Data items
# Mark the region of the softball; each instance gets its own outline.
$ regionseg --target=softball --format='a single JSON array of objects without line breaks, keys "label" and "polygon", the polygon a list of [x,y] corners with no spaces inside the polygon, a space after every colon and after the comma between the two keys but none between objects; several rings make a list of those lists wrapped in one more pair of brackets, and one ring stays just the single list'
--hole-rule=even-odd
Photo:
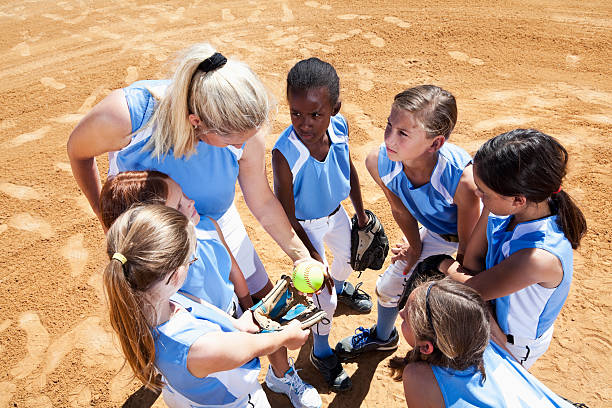
[{"label": "softball", "polygon": [[293,286],[302,293],[314,293],[323,286],[323,265],[316,261],[304,261],[295,268],[291,279]]}]

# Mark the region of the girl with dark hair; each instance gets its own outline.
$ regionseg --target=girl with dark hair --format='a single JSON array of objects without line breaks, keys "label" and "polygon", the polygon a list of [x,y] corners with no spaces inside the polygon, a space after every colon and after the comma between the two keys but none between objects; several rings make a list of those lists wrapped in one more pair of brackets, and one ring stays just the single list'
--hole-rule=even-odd
[{"label": "girl with dark hair", "polygon": [[569,293],[573,254],[586,220],[562,188],[568,154],[554,138],[516,129],[487,141],[474,156],[485,210],[463,266],[440,270],[494,299],[506,347],[525,367],[548,349]]},{"label": "girl with dark hair", "polygon": [[490,339],[488,308],[474,289],[423,283],[400,317],[413,349],[389,365],[410,408],[571,407]]},{"label": "girl with dark hair", "polygon": [[[274,192],[291,226],[310,255],[327,264],[325,245],[333,255],[329,268],[335,290],[314,296],[328,316],[313,326],[310,361],[334,391],[347,391],[351,380],[329,345],[338,301],[361,313],[372,309],[370,296],[347,281],[351,268],[351,221],[342,206],[350,197],[359,227],[368,223],[359,176],[349,154],[349,128],[339,113],[340,80],[334,67],[318,58],[299,61],[287,74],[288,126],[272,150]],[[268,371],[268,373],[270,373]],[[274,378],[268,378],[274,389]]]},{"label": "girl with dark hair", "polygon": [[113,222],[104,289],[123,354],[143,384],[163,387],[169,407],[269,408],[258,356],[299,348],[308,332],[296,323],[255,334],[251,314],[236,320],[183,292],[195,249],[193,222],[167,206],[137,206]]}]

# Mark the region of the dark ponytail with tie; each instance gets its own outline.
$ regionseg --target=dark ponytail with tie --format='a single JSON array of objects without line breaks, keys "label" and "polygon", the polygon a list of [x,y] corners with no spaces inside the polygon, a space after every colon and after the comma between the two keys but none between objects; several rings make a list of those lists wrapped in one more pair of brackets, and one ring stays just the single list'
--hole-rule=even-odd
[{"label": "dark ponytail with tie", "polygon": [[497,194],[548,202],[551,212],[558,216],[559,228],[576,249],[587,224],[582,211],[561,187],[567,161],[567,150],[555,138],[535,129],[515,129],[485,142],[474,156],[474,168]]}]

* **What is being asked**
Copy out the range of lines above starting at the line with "# Mark the region of the girl" and ending at the line with "# Mark the region of the dark", exactly and including both.

* **The answer**
# Mark the region of the girl with dark hair; each instance gets its own outline.
$ regionseg --target=girl with dark hair --format='a single JSON array of objects without line breaks, keys "label" and "polygon", the polygon a list of [x,y] corners with no spaces inside the polygon, a space after every colon and after the comma between the two keys but none between objects; several rings make a list of those lists wrapped in one more pair of brackets, and one ring stays just the single list'
--hole-rule=even-odd
[{"label": "girl with dark hair", "polygon": [[569,293],[573,254],[586,220],[562,188],[568,154],[554,138],[516,129],[487,141],[474,156],[485,210],[463,266],[440,270],[494,299],[506,347],[525,367],[548,349]]},{"label": "girl with dark hair", "polygon": [[490,339],[488,308],[474,289],[423,283],[400,317],[413,349],[389,365],[410,408],[571,407]]},{"label": "girl with dark hair", "polygon": [[[274,192],[291,226],[310,255],[327,264],[325,245],[333,255],[329,268],[335,290],[314,296],[328,316],[313,326],[310,361],[334,391],[347,391],[351,380],[329,345],[338,301],[361,313],[372,309],[370,296],[347,281],[351,268],[351,221],[342,206],[350,197],[359,227],[368,223],[359,176],[349,154],[349,128],[339,113],[340,80],[334,67],[318,58],[299,61],[287,74],[288,126],[272,150]],[[268,371],[268,373],[270,373]],[[274,378],[268,378],[274,389]]]},{"label": "girl with dark hair", "polygon": [[113,222],[104,289],[123,354],[143,384],[163,387],[169,407],[269,408],[258,356],[299,348],[308,332],[296,323],[255,334],[251,314],[236,320],[183,292],[195,249],[193,222],[167,206],[137,206]]}]

# Mark the region of the dark ponytail with tie; each instance gets its own outline.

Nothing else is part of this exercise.